__YOUR TASK__.
Decide whether each statement agrees with the thread below on a minimum number of clusters. For each, answer yes or no and quote the words of the thread that decide it.
1. The reply says the R code of 'Optimal_Clusters_GMM' needs to be modified.
2. The first post proposes a way to give a vector of cluster numbers.
3. The reply says the updated version should be ready the same day.

__TEXT__.
Minimum number of clusters argument #15

GarryGelade · 2019-03-23T15:30:12Z

I think it might be useful to have a minclusters argument for the Optimal_Clusters_ type functions.

Instead of processing all numbers of clusters between 1 and maxclusters, the function would just examine the numbers between minclusters and maxclusters.

This would enable users to explore selected segments of the clustering space without having to process large numbers of cluster solutions. This would be very useful for large clustering problems which can be quite time-consuming.

Another useful option would be the ability to specify a vector of cluster numbers such as (1,10,20,30,40,50) which would allow quick exploration of the cluster space .

Thanks
Garry

mlampros · 2019-03-24T12:37:29Z

hello @GarryGelade and I'm sorry for the late reply,

you are right, this would be actually a nice feature. I took a look to the relevant code snippets and I have to modify

the R code of the 'Optimal_Clusters_KMeans'
the Rcpp code of the 'Optimal_Clusters_GMM' and 'Optimal_Clusters_Medoids'

The options will be

a number such as 6 or 9 or 12 etc.
a numeric vector (contiguous or non-contiguous) such as 1:5, 2:8 or c(10,20,30)

If you are not in a hurry it might take a couple of days as I currently work on other stuff too. In any case I'll notify you once I upload the updated version on Github. thanks.

__ENTRIES__.
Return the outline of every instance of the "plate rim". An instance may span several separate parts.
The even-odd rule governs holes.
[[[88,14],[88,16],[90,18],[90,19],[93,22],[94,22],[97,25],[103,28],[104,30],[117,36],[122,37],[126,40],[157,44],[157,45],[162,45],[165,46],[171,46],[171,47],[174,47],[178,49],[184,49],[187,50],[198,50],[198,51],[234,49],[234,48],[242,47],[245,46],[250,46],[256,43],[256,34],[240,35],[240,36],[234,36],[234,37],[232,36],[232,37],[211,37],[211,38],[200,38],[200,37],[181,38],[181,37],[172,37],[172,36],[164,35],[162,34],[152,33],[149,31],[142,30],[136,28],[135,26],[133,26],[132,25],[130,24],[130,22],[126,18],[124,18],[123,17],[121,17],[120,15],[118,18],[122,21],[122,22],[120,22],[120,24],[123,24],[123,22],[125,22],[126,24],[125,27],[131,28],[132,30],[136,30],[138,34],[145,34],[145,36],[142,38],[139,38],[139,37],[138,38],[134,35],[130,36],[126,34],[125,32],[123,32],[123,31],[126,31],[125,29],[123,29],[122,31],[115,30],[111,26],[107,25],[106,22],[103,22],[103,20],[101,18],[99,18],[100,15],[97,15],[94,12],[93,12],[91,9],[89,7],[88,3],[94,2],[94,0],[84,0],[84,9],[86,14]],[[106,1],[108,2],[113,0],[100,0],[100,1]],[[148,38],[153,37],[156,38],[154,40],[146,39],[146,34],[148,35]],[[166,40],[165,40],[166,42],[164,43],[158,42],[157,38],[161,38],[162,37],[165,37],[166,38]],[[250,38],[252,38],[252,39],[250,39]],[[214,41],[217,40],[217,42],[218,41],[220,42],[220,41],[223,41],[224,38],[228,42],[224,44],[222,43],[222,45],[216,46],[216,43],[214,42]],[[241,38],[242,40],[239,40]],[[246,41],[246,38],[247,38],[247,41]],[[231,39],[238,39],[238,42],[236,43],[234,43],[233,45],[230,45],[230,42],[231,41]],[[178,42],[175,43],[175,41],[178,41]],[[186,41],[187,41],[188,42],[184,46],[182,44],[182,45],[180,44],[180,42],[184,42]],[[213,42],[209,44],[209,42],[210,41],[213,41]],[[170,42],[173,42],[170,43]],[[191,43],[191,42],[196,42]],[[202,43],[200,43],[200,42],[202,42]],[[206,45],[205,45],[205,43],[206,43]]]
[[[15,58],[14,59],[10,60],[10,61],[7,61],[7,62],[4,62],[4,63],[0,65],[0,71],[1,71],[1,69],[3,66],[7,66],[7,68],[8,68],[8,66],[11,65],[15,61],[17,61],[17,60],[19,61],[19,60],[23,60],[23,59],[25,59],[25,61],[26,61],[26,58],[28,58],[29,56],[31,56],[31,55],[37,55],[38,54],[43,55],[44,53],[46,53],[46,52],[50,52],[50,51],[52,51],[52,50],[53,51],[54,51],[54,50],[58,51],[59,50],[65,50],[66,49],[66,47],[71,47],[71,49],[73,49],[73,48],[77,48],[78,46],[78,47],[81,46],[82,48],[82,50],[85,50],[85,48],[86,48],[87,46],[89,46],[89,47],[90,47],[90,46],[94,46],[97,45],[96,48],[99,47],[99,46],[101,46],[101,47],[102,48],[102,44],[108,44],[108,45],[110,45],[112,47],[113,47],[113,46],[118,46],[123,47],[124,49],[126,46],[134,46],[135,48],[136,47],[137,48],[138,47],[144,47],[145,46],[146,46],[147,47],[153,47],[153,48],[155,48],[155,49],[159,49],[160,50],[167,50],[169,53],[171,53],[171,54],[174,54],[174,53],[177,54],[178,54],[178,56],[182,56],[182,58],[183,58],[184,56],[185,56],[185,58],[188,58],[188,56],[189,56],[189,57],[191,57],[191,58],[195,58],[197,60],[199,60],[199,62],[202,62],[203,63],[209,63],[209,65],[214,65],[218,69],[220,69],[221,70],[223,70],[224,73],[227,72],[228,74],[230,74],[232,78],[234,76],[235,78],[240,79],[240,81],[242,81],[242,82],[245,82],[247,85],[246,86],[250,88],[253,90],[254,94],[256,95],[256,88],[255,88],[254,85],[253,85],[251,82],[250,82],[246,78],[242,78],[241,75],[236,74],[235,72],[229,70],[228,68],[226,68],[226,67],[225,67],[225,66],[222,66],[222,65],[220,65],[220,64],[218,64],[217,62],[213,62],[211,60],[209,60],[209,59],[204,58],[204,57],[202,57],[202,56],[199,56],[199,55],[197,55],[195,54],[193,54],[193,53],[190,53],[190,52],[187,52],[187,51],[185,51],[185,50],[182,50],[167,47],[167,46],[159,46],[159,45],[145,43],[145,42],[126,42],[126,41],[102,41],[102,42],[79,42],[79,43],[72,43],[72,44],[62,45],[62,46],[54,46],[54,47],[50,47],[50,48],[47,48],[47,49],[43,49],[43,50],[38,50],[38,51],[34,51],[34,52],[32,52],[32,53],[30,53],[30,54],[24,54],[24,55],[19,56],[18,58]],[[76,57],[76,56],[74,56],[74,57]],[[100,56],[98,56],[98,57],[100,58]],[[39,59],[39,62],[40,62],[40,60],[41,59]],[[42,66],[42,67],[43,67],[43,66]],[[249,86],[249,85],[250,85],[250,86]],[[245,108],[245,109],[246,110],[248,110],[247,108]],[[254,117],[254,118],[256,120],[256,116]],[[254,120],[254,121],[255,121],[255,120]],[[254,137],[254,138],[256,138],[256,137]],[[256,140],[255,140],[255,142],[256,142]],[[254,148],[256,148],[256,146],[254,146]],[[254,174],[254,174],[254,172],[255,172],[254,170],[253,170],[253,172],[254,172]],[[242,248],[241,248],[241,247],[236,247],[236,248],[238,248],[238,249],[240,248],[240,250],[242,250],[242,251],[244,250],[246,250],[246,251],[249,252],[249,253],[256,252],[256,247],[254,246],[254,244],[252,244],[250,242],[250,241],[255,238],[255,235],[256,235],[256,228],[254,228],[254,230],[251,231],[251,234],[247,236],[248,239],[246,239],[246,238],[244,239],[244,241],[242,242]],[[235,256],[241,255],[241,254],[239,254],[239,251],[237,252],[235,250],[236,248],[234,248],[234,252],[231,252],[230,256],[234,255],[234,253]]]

---

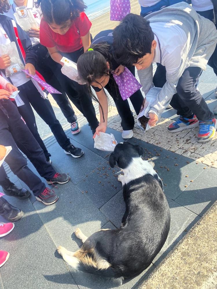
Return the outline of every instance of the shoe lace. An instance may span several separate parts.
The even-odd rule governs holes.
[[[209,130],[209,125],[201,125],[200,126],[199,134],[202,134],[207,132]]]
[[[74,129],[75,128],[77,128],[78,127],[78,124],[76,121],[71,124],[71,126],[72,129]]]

__REPLY__.
1. No: "the R code of the 'Optimal_Clusters_KMeans'" and "the Rcpp code of the 'Optimal_Clusters_GMM' and 'Optimal_Clusters_Medoids'"
2. Yes: "Another useful option would be the ability to specify a vector of cluster numbers such as (1,10,20,30,40,50)"
3. No: "it might take a couple of days"